▶ _Activity_:
Below are some records; give them all again exactly, but not the pictures.

Dataset entries
———
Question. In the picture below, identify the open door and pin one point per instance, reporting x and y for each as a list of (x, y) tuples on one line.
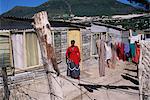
[(75, 34)]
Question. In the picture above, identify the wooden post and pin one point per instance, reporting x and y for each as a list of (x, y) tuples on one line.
[(5, 83), (42, 28)]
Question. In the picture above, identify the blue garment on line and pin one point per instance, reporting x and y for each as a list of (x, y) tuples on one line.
[(126, 48), (132, 48)]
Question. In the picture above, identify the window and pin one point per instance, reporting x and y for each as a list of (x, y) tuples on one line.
[(5, 50), (31, 49)]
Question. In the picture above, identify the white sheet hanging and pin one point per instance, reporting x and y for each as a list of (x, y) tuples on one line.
[(18, 50)]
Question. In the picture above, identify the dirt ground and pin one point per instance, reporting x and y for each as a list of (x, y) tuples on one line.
[(120, 83)]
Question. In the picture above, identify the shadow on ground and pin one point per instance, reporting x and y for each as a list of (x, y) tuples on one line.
[(135, 81), (90, 88), (130, 70)]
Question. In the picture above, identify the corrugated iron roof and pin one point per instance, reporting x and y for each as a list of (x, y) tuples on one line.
[(14, 23), (109, 26)]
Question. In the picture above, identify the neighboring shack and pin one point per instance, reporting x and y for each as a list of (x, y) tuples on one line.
[(25, 57)]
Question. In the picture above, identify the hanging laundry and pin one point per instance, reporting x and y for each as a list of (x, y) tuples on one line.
[(137, 56), (120, 51), (127, 51), (132, 49), (101, 53), (126, 48)]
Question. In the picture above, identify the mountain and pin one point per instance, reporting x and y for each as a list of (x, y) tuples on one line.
[(76, 7)]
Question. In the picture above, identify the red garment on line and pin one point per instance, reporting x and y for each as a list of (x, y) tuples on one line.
[(120, 51), (73, 54), (137, 56)]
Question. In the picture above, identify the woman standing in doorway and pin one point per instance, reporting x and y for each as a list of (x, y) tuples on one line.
[(73, 59)]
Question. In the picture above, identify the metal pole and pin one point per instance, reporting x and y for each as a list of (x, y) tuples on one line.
[(5, 82)]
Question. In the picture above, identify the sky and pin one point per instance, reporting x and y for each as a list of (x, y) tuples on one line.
[(6, 5)]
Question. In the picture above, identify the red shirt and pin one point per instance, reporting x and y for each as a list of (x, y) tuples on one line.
[(73, 54)]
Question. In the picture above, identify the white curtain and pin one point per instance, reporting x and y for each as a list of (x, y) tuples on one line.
[(18, 50)]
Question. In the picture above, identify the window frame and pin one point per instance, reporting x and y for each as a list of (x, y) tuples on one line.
———
▶ _Solution for this task_:
Question. In the picture below, identify the open door and pin one point per instance, reporting x and y for each as a list of (x, y) tuples on one line.
[(75, 34)]
Question. In the picture above, identify the wooden post and pin one point per instance, reporting x and y for each as a list of (x, y) tuples on one line.
[(5, 83), (42, 28)]
Question. In the picture above, identify the blue garment on line and pin one point per instance, reporting x and y for each as a list of (x, y) tuples on one line.
[(126, 48), (132, 48)]
Question. In the picture above, identify the window and pin one point per instance, reporting x and y for each as a list of (x, y) tuples on one line.
[(5, 50), (31, 49)]
Question. In the picture above, identify the white sheet hanging and pin one point per instance, reporting x and y for each as a list of (x, y) tuples on one line.
[(18, 50)]
Question. In the picture above, identify the dirt ground and pin one point per instance, reporting x and y for each as a list of (x, y) tuples on one line.
[(120, 83)]
Question. In the picture above, identify the shadow on ground and pin one point per instance, reporting x and y for each as a list of (x, y) tuples on one line.
[(135, 81), (90, 88), (130, 70)]
Question. In the picture above, identify the corrugated iron roof and pin one point per instance, reporting x and y for each as a list of (x, y) tuples on one line.
[(14, 23), (109, 26)]
Question. In the picture above, identify the neighboring shack and pin one point per instance, reporting x and y for each as a list of (x, y) tuples on one line.
[(25, 57)]
Question. In the picture above, identify the hanging laundry and pin one point per instance, reporting x and y for each as a list of (x, y) tuples on one line.
[(137, 56), (120, 51), (127, 51), (132, 49), (101, 53), (126, 48)]
Question. In the picture above, identify the mountain and pin one point per instance, reporting x and y for each as a list of (x, y) tuples on one line.
[(76, 7)]
Question. In the picture above, identify the red garment on line and pin one point per instance, reporting x and y for each as a list of (x, y) tuples on one line.
[(120, 51), (73, 54), (137, 56)]
Question. In the picture above, identify the woman standing in doorway and pin one point per instance, reporting x and y for each as a list of (x, y) tuples on one line.
[(73, 59)]
Question. In the picture above, identify the metal pole and pin one point per instance, reporting x and y for each as a list of (x, y) tuples on one line.
[(5, 82)]
Question. In the picture above, identify the sky and pin one point per instance, reporting x and y for each as a list of (x, y) tuples on one line.
[(6, 5)]
Question. In the picture above, identify the red shirt and pin one point per instance, reporting x and y for each as a list of (x, y) tuples on one line.
[(73, 54)]
Question. In the picture above, identify the white curtain and pin one point per instance, reporting x and y for each as a list of (x, y) tuples on one line.
[(18, 50)]
Question. In the picture above, identify the window frame and pin one point per instance, reporting x and y for each as a list of (x, y) tuples on one line.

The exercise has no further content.